Problem ▸ Output the listing below verbatim.

━━━━━ The data ━━━━━

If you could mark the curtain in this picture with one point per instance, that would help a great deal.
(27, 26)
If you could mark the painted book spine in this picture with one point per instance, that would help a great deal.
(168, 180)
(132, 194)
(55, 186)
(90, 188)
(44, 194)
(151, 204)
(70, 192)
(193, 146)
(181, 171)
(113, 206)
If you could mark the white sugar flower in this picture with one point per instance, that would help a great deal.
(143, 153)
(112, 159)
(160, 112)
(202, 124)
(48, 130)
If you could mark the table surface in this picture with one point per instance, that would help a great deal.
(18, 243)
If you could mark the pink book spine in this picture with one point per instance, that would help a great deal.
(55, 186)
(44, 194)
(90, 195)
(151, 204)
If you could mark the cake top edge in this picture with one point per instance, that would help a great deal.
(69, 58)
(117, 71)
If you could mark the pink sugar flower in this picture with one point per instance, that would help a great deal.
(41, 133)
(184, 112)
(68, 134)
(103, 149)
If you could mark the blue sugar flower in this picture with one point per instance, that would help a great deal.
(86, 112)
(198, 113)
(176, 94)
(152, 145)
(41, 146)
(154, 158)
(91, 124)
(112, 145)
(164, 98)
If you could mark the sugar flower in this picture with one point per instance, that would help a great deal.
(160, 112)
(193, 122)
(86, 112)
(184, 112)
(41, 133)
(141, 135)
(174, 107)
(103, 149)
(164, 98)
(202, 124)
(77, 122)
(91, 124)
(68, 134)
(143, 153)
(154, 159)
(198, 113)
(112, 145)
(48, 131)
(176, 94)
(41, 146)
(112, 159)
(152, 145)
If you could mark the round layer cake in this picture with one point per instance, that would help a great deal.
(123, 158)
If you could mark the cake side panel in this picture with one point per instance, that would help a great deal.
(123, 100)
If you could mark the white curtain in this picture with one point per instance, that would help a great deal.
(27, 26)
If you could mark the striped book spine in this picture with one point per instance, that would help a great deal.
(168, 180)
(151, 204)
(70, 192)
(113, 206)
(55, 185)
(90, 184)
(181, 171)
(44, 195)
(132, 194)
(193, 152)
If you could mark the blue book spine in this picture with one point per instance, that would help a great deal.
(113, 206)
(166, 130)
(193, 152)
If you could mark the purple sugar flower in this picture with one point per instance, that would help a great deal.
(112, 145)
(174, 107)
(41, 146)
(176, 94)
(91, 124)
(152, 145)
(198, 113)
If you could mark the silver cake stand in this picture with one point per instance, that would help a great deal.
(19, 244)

━━━━━

Response to this exercise ▸
If you could mark the curtain in this picture with one point per instance, that would help a great deal.
(27, 26)
If you could mark the painted book spine in this picture with one point per instance, that would help a great deal.
(168, 180)
(132, 194)
(55, 186)
(90, 188)
(44, 194)
(151, 204)
(70, 192)
(193, 146)
(181, 171)
(113, 206)
If you could mark the white sugar flower in this picture with one point per instance, that would help a great deal.
(143, 153)
(112, 159)
(160, 112)
(202, 124)
(48, 130)
If you could mark the table surface in this picture with one point per instance, that would help a great deal.
(18, 243)
If you could mark the pink book spine in this picture with one point per instance, that would help a great deal.
(55, 186)
(44, 194)
(90, 195)
(151, 204)
If you could mark the cake top edge in this picture with one point per instance, that would help a great deal.
(69, 58)
(117, 71)
If you could mark the pink sugar flower in this picture with one point per instance, that would help a great deal.
(41, 133)
(184, 112)
(68, 134)
(103, 149)
If you could mark the blue sugar flower in this picture with one point per instance, that would help a great deal.
(86, 112)
(198, 113)
(176, 94)
(152, 145)
(41, 146)
(154, 158)
(91, 124)
(112, 145)
(164, 98)
If you could mark the sugar flower in this picture with one point per instance, that would help a great deal.
(160, 112)
(193, 122)
(86, 112)
(184, 112)
(41, 133)
(141, 135)
(174, 107)
(103, 149)
(164, 98)
(202, 124)
(77, 122)
(91, 124)
(68, 134)
(143, 153)
(154, 159)
(198, 113)
(112, 145)
(48, 131)
(176, 94)
(41, 146)
(112, 159)
(152, 145)
If you could mark the round layer cake in this picture with one point per instance, that would help a great deal.
(123, 158)
If you could mark the cake side panel in this picture with one point per instance, that would help a great deal.
(123, 100)
If you could mark the white curtain in this picture with one point per instance, that would help a great deal.
(27, 26)
If you could mark the striped book spine in this picture with one point per instance, that would help a great deal.
(168, 180)
(151, 204)
(70, 192)
(113, 206)
(55, 185)
(90, 184)
(181, 171)
(44, 195)
(132, 194)
(193, 152)
If you could mark the blue book spine in this picture with one point per instance, that would help a great deal.
(113, 206)
(166, 130)
(193, 152)
If you could mark the purple sugar flower in this picture with one point per instance, that would help a great deal.
(112, 145)
(174, 107)
(41, 146)
(176, 94)
(91, 124)
(152, 145)
(198, 113)
If you could mark the silver cake stand in this picture with one point per instance, that would help a great deal.
(19, 244)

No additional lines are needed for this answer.